In February, CME Group announced plans to launch financially settled single-stock futures on more than 50 large-cap US equities beginning this summer, pending regulatory approval[1]. The contracts will reference names from the S&P 500, Nasdaq-100, and Russell 1000 indices, including Alphabet, Meta, NVIDIA, and Tesla.
For those of us who have been around for a while, the announcement carried a familiar echo. Single-stock futures have been tried before in the US, twice actually, and both times they failed to gain meaningful traction. So, the obvious question is: why will this time be any different?
To answer that, it helps to understand what went wrong the first time around. And what went wrong starts with a regulatory turf war that lasted two decades.
Twenty Years of Prohibition
Single-stock futures were effectively illegal in the United States from 1982 to 2000. The Shad-Johnson Accord[2], reached between the heads of the SEC and CFTC, gave the CFTC full jurisdiction over stock index futures and the SEC jurisdiction over stock index options, but banned futures on individual stocks entirely. As former CFTC Chairman Philip Johnson publicly admitted, the ban existed not because the products were dangerous, but because he was unwilling to share regulatory jurisdiction with the SEC[3].
For twenty years, single-stock futures were as unavailable in the US as they were popular overseas. While exchanges globally built thriving markets around the product, American traders were locked out entirely.

Task requirements:
1. Name every company the article on single-stock futures gives as an example of a stock the new contracts will reference.
2. Please write out part of the article on single-stock futures word for word: begin at the words "In February, CME" and stop after "be any different?".
3. Write what comes next in the article on single-stock futures, picking up after its final sentence.

Data supplied:

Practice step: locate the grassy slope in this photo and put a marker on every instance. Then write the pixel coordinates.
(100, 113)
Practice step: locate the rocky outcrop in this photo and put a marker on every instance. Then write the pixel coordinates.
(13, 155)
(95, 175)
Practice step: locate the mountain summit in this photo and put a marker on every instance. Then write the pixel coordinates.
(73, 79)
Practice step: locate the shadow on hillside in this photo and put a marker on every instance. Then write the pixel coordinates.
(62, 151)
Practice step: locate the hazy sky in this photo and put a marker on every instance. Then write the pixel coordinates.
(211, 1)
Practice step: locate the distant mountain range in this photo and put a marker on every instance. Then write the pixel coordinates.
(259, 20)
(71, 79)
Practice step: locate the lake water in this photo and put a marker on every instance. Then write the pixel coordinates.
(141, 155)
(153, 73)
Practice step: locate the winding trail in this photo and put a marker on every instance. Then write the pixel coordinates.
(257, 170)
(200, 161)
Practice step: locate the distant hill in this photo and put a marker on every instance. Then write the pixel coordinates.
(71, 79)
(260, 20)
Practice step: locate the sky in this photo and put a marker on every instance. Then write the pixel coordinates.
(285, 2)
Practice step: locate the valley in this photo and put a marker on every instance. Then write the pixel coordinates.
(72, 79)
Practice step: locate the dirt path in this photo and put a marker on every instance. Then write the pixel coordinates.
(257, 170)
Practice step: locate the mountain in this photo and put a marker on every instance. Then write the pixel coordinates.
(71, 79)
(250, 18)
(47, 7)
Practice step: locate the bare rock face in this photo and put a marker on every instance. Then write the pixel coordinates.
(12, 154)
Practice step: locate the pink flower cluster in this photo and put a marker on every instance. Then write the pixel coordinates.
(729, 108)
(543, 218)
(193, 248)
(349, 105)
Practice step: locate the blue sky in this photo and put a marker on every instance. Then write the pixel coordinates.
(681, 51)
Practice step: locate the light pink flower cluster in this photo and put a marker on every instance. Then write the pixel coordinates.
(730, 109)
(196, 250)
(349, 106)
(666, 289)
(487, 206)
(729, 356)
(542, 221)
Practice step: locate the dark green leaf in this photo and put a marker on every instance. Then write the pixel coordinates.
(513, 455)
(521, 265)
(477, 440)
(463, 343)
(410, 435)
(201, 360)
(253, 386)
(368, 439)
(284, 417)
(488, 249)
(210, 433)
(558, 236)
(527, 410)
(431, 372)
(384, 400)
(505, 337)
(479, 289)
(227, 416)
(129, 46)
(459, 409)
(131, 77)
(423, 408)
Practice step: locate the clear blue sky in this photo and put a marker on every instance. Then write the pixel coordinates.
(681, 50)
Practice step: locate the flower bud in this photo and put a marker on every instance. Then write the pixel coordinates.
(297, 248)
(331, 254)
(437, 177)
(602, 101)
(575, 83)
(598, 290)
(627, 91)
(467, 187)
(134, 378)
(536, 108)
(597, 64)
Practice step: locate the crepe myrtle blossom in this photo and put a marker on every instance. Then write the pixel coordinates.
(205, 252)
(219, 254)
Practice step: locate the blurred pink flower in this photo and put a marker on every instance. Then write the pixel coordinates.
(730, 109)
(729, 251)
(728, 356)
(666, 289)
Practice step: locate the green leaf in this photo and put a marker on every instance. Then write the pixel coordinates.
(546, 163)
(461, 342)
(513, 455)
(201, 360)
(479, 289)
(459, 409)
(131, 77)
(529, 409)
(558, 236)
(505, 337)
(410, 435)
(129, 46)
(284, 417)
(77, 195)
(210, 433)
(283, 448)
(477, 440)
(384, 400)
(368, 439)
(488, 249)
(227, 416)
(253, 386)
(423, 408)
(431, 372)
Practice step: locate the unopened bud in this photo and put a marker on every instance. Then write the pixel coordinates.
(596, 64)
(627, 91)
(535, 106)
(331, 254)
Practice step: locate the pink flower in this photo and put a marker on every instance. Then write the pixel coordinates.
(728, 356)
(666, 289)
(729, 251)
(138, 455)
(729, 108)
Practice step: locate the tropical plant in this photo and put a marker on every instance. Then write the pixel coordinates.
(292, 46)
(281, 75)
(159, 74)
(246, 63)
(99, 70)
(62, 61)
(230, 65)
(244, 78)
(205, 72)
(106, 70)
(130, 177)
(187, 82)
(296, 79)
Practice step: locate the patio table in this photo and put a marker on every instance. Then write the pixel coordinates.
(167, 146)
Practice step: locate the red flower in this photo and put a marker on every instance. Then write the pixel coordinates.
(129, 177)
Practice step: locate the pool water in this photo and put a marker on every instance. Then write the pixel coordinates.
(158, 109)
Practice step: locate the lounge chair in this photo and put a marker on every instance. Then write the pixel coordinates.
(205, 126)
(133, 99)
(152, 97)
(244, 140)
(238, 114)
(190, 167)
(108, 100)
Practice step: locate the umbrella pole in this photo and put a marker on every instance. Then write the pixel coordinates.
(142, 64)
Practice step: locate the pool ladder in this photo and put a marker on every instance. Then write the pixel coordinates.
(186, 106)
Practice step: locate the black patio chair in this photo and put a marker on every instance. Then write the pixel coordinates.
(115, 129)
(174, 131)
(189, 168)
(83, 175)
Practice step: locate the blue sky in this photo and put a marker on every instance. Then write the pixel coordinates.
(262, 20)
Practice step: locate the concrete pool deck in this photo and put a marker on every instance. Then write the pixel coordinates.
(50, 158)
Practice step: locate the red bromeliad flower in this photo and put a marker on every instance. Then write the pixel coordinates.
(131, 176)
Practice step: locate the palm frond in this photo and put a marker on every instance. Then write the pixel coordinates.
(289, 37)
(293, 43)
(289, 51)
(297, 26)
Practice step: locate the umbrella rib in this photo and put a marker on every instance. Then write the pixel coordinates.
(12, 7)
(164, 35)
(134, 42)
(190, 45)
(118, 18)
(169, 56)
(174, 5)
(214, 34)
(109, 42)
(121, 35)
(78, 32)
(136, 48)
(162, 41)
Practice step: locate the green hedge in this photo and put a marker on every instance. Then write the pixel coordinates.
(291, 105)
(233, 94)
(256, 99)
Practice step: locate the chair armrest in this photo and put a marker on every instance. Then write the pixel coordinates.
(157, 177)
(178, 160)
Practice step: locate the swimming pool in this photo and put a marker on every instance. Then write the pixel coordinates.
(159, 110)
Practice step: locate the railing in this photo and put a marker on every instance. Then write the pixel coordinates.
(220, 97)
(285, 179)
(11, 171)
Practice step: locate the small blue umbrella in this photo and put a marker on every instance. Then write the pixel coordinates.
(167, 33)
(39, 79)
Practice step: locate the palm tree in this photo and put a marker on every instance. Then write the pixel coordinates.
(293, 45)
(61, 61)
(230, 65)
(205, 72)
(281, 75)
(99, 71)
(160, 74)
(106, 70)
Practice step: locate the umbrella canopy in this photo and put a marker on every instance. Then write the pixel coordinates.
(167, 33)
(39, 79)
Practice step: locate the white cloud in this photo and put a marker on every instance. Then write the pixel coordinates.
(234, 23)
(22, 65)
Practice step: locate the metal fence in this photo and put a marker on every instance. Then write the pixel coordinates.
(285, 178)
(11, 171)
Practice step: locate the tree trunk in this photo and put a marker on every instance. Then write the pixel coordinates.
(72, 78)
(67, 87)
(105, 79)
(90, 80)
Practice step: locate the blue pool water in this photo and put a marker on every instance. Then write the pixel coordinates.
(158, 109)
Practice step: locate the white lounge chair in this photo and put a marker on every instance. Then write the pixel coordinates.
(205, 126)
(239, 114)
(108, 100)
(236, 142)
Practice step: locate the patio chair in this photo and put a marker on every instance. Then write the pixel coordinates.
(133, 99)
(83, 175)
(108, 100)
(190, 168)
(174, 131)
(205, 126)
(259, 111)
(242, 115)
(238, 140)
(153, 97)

Results in order:
1. Alphabet, Meta, NVIDIA, Tesla

2.
In February, CME Group announced plans to launch financially settled single-stock futures on more than 50 large-cap US equities beginning this summer, pending regulatory approval[1]. The contracts will reference names from the S&P 500, Nasdaq-100, and Russell 1000 indices, including Alphabet, Meta, NVIDIA, and Tesla.
For those of us who have been around for a while, the announcement carried a familiar echo. Single-stock futures have been tried before in the US, twice actually, and both times they failed to gain meaningful traction. So, the obvious question is: why will this time be any different?

3.
That changed with the Commodity Futures Modernization Act of 2000[4], which lifted the ban and created a new product category called “security futures.” The catch was that security futures would be jointly regulated by both the SEC and the CFTC – a compromise that has created confusion since its inception[5].
The OneChicago Experiment
Two exchanges launched to trade single-stock futures in November 2002. OneChicago was a joint venture of the CME, CBOE, and CBOT. NQLX was a partnership between Nasdaq and the London International Financial Futures Exchange (LIFFE).
NQLX never got off the ground. By mid-2004, its volume had dipped to fewer than 400 contracts per day, and it suspended trading that September, transferring its remaining contracts to OneChicago[6].
OneChicago fared better, at least relatively. It survived for 19 years, eventually listing futures on approximately 1,800 equities, ADRs, and ETFs[7]. But it never achieved meaningful volume. When it finally closed its doors on September 18, 2020, it was less a shock and more an overdue acknowledgment of a product that never found its footing in the US market[8].
Why They Failed
The reasons for OneChicago’s failure are well documented and worth examining, because they explain why the CME’s 2026 launch is structured so differently.
Margin killed the product before it had a chance. The initial margin requirement for single-stock futures was set at 20% of the underlying position’s value – a compromise between the CFTC’s risk-based approach and the SEC’s credit-regulation framework under Regulation T. At 20%, single-stock futures were far more expensive to trade than comparable options strategies or stock positions in a portfolio margin account. As OneChicago itself pointed out in regulatory filings, 92% of its products were margined at levels higher than its own clearinghouse risk models warranted[9]. In a twist that could only come from a regulatory process, the SEC and CFTC jointly approved lowering the margin to 15% in November 2020, two months after the last exchange trading single-stock futures had already shut down[10].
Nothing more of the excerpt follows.